Sezione di testo
In questi giorni Madrid è la capitale europea dei contagi, le cifre inquietano, non accennano a diminuire, né a fermarsi. Dalla mezzanotte del 20 settembre e per i prossimi quattordici giorni 877mila persone – oltre un decimo dei 7 milioni e mezzo che abitano nell’area metropolitana – vivono un nuovo lockdown. È un confinamento arbitrario che colpisce solo la zona a sud della capitale, quella dove ci sono molte comunità di immigrati e dove risiedono le fasce della popolazione più povere. Sono tutti quartieri a basso reddito, quelli più colpiti dalla crisi sociale legata alla pandemia. L’idea balzana e classista è quella di contenere così i contagi che, in quelle periferie, hanno superato, nell’ultima settimana, i mille casi ogni centomila abitanti.
Rabbia, caos e confusione è stata la risposta dal primo giorno di quella che è stata definita dagli abitanti dei quartieri e dei comuni interessati una reclusione discriminatoria. Solo loro, infatti, sono sottoposti al rigido controllo della mobilità e possono uscire dalla zona dove vivono unicamente per andare a lavorare, per assistere a una convocazione in tribunale o per sbrigare formalità burocratiche e sanitarie. Al di fuori di questi casi possono spostarsi eclusivamente all’interno del quartiere, senza però entrare nei parchi, che sono stati chiusi, o incontrare più di sei persone. Da una parte i poliziotti in tenuta antisommossa a presidiare i varchi di entrata e uscita dei quartieri confinati e dall’altra gli striscioni che arredano le saracinesche dei locali chiusi: “Siamo quartieri non siamo ghetti”; “Confinati quando torniamo a casa dopo aver attraversato Madrid, in una metro affollata, per venire a pulire le tue strade, per accudire ai tuoi genitori vecchi e malati, per consegnarti il pranzo preparato dal ristorante o il pacchetto di Amazon dei tuoi acquisti online”; “Non siamo un virus, siamo un popolo”.

Voci da una fonte di dati
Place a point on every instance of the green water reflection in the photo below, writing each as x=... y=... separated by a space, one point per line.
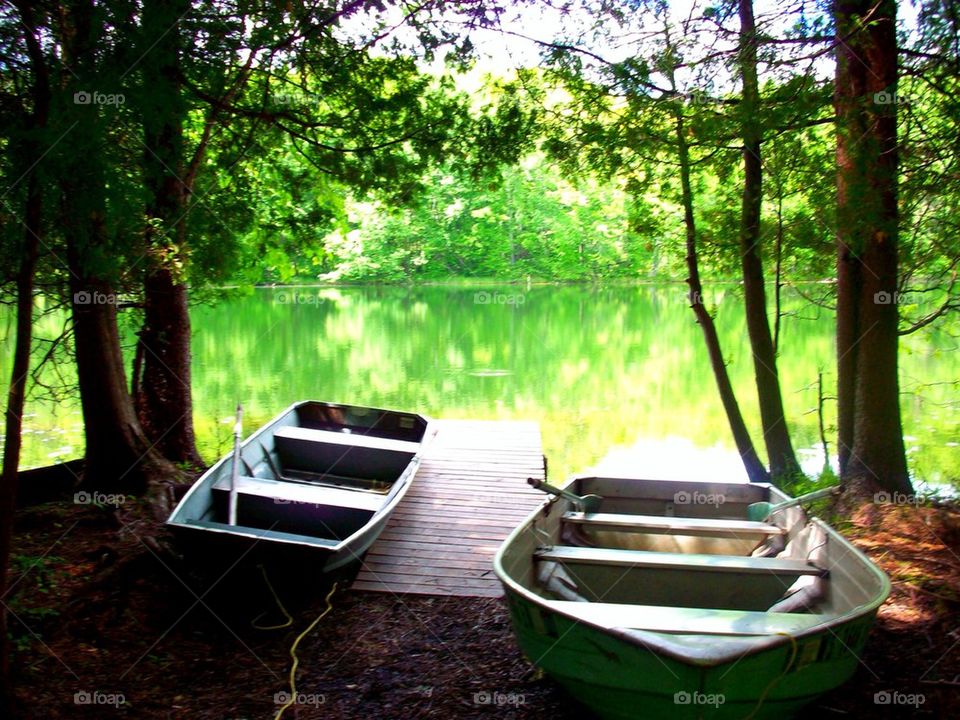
x=601 y=370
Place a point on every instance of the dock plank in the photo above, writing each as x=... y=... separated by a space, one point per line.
x=469 y=493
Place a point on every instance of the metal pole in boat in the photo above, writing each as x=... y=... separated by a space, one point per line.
x=235 y=470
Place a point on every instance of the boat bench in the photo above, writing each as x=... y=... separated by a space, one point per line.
x=736 y=564
x=705 y=621
x=300 y=508
x=656 y=524
x=265 y=533
x=326 y=452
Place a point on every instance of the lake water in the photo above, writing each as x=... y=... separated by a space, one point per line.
x=616 y=376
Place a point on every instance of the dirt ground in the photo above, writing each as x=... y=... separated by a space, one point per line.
x=101 y=615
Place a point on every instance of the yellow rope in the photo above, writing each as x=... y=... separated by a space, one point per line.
x=296 y=661
x=276 y=599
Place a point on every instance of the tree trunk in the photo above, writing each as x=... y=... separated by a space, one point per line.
x=32 y=148
x=118 y=455
x=14 y=410
x=164 y=400
x=776 y=434
x=748 y=454
x=870 y=433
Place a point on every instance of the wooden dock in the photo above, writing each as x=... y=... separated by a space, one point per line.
x=470 y=492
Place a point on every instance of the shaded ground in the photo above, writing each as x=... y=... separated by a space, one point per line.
x=104 y=613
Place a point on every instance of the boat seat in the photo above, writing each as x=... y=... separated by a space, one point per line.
x=677 y=561
x=345 y=454
x=706 y=621
x=264 y=533
x=299 y=508
x=659 y=525
x=282 y=493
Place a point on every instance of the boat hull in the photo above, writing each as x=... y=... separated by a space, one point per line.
x=620 y=679
x=767 y=664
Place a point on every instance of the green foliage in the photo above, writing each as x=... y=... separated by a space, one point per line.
x=532 y=223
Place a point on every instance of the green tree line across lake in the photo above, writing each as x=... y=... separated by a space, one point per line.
x=597 y=367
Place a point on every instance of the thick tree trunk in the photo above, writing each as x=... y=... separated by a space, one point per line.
x=164 y=398
x=13 y=418
x=776 y=434
x=748 y=454
x=870 y=433
x=118 y=455
x=14 y=411
x=163 y=394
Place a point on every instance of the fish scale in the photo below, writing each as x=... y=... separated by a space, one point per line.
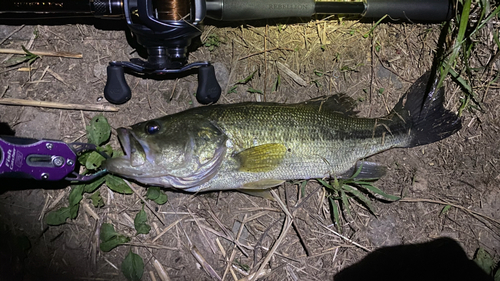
x=256 y=146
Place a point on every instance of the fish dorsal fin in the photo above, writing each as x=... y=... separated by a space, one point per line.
x=340 y=103
x=262 y=184
x=364 y=170
x=261 y=158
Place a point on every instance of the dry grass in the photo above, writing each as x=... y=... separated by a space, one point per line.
x=232 y=236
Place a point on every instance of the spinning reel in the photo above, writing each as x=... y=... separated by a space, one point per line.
x=166 y=28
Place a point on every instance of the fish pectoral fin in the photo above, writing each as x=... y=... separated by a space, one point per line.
x=366 y=170
x=266 y=194
x=261 y=158
x=261 y=184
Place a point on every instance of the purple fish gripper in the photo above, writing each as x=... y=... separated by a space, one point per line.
x=39 y=159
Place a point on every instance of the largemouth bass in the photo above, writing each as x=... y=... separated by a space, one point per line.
x=255 y=146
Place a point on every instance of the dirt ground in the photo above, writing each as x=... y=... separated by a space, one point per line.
x=330 y=56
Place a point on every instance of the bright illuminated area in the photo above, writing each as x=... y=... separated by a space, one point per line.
x=249 y=140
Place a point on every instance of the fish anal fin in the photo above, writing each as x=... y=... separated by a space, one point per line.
x=340 y=103
x=261 y=158
x=262 y=184
x=266 y=194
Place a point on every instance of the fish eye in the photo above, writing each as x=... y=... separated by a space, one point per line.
x=152 y=127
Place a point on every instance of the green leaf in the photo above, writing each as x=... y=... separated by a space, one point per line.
x=98 y=131
x=247 y=79
x=336 y=213
x=252 y=90
x=107 y=149
x=360 y=196
x=117 y=184
x=232 y=90
x=97 y=200
x=94 y=160
x=484 y=260
x=58 y=217
x=345 y=202
x=110 y=238
x=156 y=194
x=133 y=267
x=92 y=186
x=140 y=222
x=75 y=196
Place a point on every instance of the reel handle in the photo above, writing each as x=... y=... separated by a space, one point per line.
x=116 y=90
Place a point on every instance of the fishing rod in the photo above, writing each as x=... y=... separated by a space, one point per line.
x=165 y=28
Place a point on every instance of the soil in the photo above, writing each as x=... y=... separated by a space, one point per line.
x=451 y=204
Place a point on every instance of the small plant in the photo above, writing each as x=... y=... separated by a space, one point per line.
x=341 y=191
x=98 y=133
x=212 y=41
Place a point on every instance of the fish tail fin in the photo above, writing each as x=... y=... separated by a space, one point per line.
x=424 y=114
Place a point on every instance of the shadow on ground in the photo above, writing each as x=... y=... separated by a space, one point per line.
x=440 y=259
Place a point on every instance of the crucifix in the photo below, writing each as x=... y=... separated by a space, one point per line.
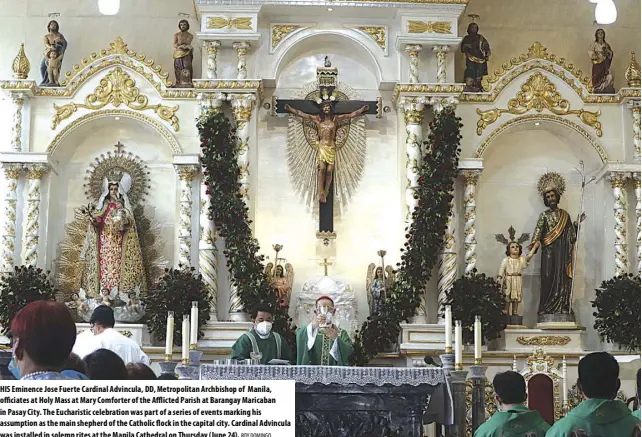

Elenco attività
**a)** Riproduci fedelmente la parte del testo sul lockdown di Madrid che si apre con le parole contenenti "In questi giorni" e si chiude con "ogni centomila abitanti.".
**b)** Stabilisci se ciascuna affermazione concorda con il testo sul lockdown di Madrid, rispondendo sì o no e citando tra virgolette le parole decisive del testo: (i) il nuovo lockdown riguarda 877mila persone; (ii) i parchi dei quartieri confinati restano aperti; (iii) il confinamento colpisce la zona a nord della capitale.
Le voci provengono da una fonte diversa.

Soluzioni
**a)**
In questi giorni Madrid è la capitale europea dei contagi, le cifre inquietano, non accennano a diminuire, né a fermarsi. Dalla mezzanotte del 20 settembre e per i prossimi quattordici giorni 877mila persone – oltre un decimo dei 7 milioni e mezzo che abitano nell’area metropolitana – vivono un nuovo lockdown. È un confinamento arbitrario che colpisce solo la zona a sud della capitale, quella dove ci sono molte comunità di immigrati e dove risiedono le fasce della popolazione più povere. Sono tutti quartieri a basso reddito, quelli più colpiti dalla crisi sociale legata alla pandemia. L’idea balzana e classista è quella di contenere così i contagi che, in quelle periferie, hanno superato, nell’ultima settimana, i mille casi ogni centomila abitanti.

**b)**
(i) Sì: "877mila persone – oltre un decimo dei 7 milioni e mezzo che abitano nell’area metropolitana – vivono un nuovo lockdown"
(ii) No: "senza però entrare nei parchi, che sono stati chiusi"
(iii) No: "colpisce solo la zona a sud della capitale"